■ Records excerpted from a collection
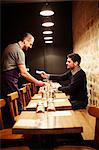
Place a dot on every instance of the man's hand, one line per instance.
(44, 75)
(40, 83)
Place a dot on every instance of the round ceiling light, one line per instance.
(47, 13)
(47, 32)
(48, 41)
(48, 38)
(47, 24)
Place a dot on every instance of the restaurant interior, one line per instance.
(48, 121)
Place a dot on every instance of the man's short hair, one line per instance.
(74, 57)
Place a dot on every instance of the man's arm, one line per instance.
(27, 76)
(57, 77)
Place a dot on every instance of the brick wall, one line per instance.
(85, 27)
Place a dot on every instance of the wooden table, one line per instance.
(57, 95)
(60, 104)
(58, 122)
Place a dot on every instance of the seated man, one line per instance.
(76, 88)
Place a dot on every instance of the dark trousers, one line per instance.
(9, 84)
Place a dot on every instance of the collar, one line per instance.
(74, 71)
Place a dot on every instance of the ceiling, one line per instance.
(33, 1)
(18, 18)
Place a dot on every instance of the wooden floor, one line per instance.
(88, 123)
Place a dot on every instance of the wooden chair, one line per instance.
(13, 105)
(24, 96)
(93, 111)
(6, 137)
(33, 89)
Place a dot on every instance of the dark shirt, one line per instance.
(76, 87)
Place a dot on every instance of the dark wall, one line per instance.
(19, 18)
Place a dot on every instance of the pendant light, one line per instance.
(48, 42)
(48, 38)
(46, 10)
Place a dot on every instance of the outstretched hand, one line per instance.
(40, 83)
(44, 74)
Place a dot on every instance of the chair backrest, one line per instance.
(23, 96)
(33, 89)
(13, 104)
(94, 111)
(28, 89)
(2, 104)
(27, 93)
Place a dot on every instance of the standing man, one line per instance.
(76, 87)
(13, 64)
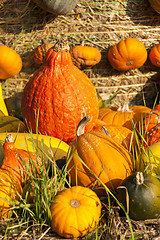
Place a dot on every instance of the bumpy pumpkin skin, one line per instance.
(127, 54)
(62, 93)
(107, 159)
(10, 62)
(154, 55)
(77, 220)
(9, 189)
(144, 196)
(155, 4)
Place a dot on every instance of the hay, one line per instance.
(100, 24)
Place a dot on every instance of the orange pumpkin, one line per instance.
(105, 159)
(85, 56)
(10, 62)
(61, 93)
(16, 161)
(154, 55)
(127, 54)
(125, 116)
(41, 52)
(120, 134)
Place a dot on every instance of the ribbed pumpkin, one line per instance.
(61, 93)
(10, 187)
(129, 53)
(104, 157)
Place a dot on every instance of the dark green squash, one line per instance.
(57, 7)
(2, 156)
(140, 195)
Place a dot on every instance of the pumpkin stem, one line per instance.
(9, 138)
(139, 178)
(61, 45)
(82, 124)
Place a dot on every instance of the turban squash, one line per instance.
(59, 95)
(104, 158)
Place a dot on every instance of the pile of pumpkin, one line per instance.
(103, 146)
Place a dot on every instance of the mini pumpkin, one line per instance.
(10, 62)
(154, 55)
(10, 188)
(85, 57)
(104, 158)
(58, 96)
(81, 211)
(127, 54)
(140, 195)
(40, 52)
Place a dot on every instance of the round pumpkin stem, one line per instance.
(82, 124)
(61, 45)
(9, 138)
(139, 178)
(74, 203)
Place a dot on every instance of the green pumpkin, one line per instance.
(140, 195)
(57, 7)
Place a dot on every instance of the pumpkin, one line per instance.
(13, 104)
(10, 62)
(125, 116)
(3, 107)
(40, 52)
(127, 54)
(104, 158)
(10, 188)
(152, 118)
(12, 124)
(59, 95)
(139, 193)
(85, 57)
(17, 161)
(51, 147)
(120, 134)
(81, 211)
(154, 55)
(155, 4)
(57, 7)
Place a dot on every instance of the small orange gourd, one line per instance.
(81, 211)
(58, 96)
(154, 55)
(104, 157)
(127, 54)
(10, 62)
(85, 56)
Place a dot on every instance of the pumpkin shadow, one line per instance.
(149, 94)
(141, 13)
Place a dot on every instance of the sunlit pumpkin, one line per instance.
(81, 211)
(127, 54)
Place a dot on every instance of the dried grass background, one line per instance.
(99, 23)
(93, 23)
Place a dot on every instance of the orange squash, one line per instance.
(85, 56)
(154, 55)
(127, 54)
(105, 159)
(61, 93)
(125, 116)
(16, 161)
(10, 62)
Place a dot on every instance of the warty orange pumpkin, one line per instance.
(104, 158)
(127, 54)
(59, 95)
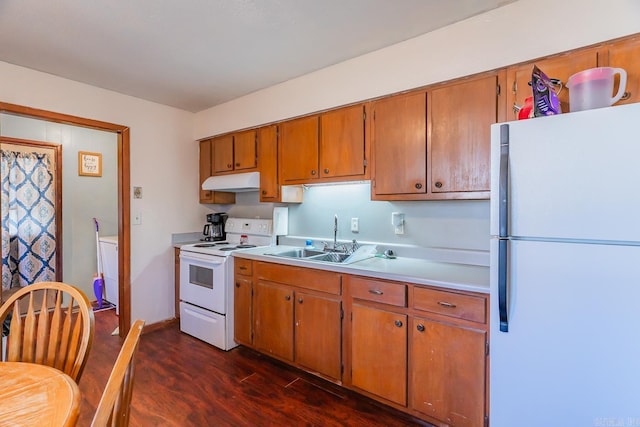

■ Task goal
Set down exactly, line for line, the data from the line that contains "Place a dot on every instance of the orange squash, one" through its last line, keeping pictures out.

■ Response
Place a dot on every instance of the orange squash, one line per instance.
(85, 56)
(154, 55)
(127, 54)
(105, 159)
(61, 93)
(125, 116)
(16, 161)
(10, 62)
Place a dot on every instance of the warty orange pumpkin, one line per instance.
(104, 158)
(127, 54)
(59, 95)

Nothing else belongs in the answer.